Exercise directions:
Could you rewrite the lines below with "Target" changed to "Object" everywhere it occurs, leaving everything else the same?
-.-.-
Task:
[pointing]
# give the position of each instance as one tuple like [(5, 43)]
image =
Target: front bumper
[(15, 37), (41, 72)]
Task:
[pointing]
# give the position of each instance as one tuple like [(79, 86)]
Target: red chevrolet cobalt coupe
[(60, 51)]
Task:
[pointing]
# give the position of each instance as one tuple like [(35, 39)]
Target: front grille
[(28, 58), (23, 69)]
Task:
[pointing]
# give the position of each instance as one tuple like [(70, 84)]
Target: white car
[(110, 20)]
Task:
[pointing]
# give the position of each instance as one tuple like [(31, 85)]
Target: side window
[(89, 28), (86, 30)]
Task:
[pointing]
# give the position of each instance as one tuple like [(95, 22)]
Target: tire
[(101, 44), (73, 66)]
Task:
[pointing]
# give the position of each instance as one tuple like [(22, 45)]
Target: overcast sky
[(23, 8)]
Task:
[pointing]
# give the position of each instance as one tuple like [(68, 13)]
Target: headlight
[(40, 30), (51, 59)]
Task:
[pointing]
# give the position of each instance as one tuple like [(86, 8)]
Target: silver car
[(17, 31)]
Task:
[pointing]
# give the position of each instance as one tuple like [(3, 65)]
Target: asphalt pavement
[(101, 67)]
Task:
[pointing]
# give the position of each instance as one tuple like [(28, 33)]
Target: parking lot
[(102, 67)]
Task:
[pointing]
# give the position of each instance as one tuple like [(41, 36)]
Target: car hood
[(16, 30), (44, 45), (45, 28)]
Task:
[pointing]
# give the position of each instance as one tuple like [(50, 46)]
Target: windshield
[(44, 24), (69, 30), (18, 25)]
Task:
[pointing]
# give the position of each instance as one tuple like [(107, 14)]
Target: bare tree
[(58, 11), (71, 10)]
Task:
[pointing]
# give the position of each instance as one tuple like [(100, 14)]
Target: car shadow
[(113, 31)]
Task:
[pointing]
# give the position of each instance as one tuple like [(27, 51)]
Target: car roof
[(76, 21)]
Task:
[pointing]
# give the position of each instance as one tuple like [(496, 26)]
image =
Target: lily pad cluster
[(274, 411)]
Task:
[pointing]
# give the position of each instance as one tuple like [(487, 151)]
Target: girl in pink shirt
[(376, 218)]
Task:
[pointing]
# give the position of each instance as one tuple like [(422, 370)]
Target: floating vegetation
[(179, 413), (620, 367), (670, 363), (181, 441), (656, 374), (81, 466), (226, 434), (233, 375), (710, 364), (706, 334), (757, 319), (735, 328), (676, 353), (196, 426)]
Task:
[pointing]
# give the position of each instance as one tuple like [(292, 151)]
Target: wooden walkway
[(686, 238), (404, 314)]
-.-.-
Finished exercise:
Task:
[pointing]
# give the position of each instance as one tuple like [(5, 43)]
image =
Object: front bumper
[(15, 37), (41, 72)]
Task:
[pointing]
# give the position of each instance as one tuple like [(79, 86)]
Object: red chevrolet cobalt coupe
[(60, 51)]
Task:
[pointing]
# give the position of each instance as one tuple like [(35, 39)]
Object: front grille
[(28, 58), (23, 69)]
Task:
[pointing]
# give the position of each instance as one tuple like [(70, 84)]
Object: white car
[(110, 20)]
Task:
[pointing]
# give the position of each instance as one tuple like [(31, 85)]
Object: side window
[(89, 28), (86, 30)]
Task:
[pointing]
# give the position of each instance as one tuple like [(95, 22)]
Object: tire
[(101, 44), (73, 66)]
Task:
[pointing]
# give the position of each instance as one tuple like [(22, 45)]
Object: overcast sky
[(23, 8)]
Task:
[pointing]
# give the position of each instance as one tuple like [(68, 13)]
Object: headlight
[(40, 30), (51, 59)]
Task:
[pointing]
# give the position of each instance as one tuple like [(86, 8)]
Object: silver car
[(17, 31)]
Task:
[pointing]
# give the position of each instance as one tuple like [(3, 65)]
Object: asphalt pavement
[(101, 67)]
Task:
[pointing]
# give the position of each instance as one tuple like [(28, 33)]
Object: parking lot
[(102, 67)]
Task:
[pointing]
# give the position of each instance as one tuple like [(41, 36)]
Object: car hood
[(16, 30), (44, 45), (45, 28)]
Task:
[pointing]
# give the position of each instance as one tuple like [(50, 46)]
Object: windshield
[(44, 24), (69, 30), (18, 25)]
Task:
[pointing]
# give the position of each instance as one tuple like [(107, 14)]
Object: bare tree
[(58, 11), (71, 10)]
Task:
[pointing]
# give the position of each instance as one tuple like [(100, 14)]
Object: car shadow
[(113, 31)]
Task:
[pointing]
# give the position of each instance as one tuple like [(27, 51)]
Object: car roof
[(76, 21)]
Task:
[pointing]
# give the position of each instance as one tuple like [(496, 26)]
image =
Object: lily pad cluster
[(274, 411)]
Task:
[pointing]
# give the position of each instance as one tuple like [(487, 151)]
Object: girl in pink shirt
[(376, 218)]
Task:
[pointing]
# give the position of each instance as one tuple like [(422, 370)]
Object: floating vegetation
[(179, 413), (620, 367), (670, 363), (181, 441), (656, 374), (81, 466), (226, 434), (233, 375), (710, 364), (706, 334), (757, 319), (735, 328), (676, 353), (196, 426)]
Task:
[pointing]
# give the position of each instance as one tuple like [(292, 151)]
Object: wooden walkway
[(686, 238), (404, 314)]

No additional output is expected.